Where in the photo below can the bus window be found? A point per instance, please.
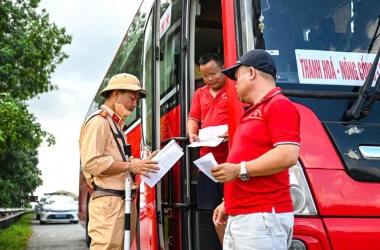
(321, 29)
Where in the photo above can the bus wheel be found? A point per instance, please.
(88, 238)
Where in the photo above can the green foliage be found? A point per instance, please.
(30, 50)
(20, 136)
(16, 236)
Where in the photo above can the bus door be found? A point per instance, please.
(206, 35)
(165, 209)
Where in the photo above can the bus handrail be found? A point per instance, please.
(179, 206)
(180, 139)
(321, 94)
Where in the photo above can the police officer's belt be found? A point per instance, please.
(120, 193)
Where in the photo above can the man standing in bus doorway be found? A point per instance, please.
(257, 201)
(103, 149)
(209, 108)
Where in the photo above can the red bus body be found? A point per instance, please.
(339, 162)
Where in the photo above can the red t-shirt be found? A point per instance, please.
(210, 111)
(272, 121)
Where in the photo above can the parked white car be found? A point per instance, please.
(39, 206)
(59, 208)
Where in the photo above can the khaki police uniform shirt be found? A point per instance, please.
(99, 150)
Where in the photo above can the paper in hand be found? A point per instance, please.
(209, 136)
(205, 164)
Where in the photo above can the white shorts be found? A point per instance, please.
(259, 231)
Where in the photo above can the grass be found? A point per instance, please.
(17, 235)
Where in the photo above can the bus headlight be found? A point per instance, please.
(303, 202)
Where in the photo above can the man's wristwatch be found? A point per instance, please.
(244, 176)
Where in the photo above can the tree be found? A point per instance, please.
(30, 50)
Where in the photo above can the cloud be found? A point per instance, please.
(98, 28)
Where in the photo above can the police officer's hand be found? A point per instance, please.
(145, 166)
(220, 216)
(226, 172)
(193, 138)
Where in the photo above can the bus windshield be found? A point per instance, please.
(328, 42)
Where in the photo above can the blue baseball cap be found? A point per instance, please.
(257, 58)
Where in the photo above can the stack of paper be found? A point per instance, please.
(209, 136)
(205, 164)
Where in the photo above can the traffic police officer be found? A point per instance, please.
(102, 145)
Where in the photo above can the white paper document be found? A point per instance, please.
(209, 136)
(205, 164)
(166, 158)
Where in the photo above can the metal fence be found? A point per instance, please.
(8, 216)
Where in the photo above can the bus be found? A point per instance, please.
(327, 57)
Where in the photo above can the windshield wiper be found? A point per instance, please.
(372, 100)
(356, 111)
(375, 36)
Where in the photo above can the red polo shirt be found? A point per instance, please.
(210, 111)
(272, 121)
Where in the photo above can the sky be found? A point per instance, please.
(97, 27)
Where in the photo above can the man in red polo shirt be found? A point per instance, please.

--- --- ---

Copy word for word the part of the items above that starts at the line containing "Where in the photo above can the windshield" and runs through the end of the items, including both of those lines.

◆ **ANSWER FOR THE TASK**
Where in the photo above can the windshield wiper be found? A point per instance, please.
(372, 100)
(356, 111)
(375, 36)
Where in the photo above can the red polo shirt be found? A point per instance, please.
(210, 111)
(272, 121)
Where in the photo above can the sky be found? A point per instance, please.
(97, 27)
Where in the photo above can the man in red polo shirt be found? A point per instance, please.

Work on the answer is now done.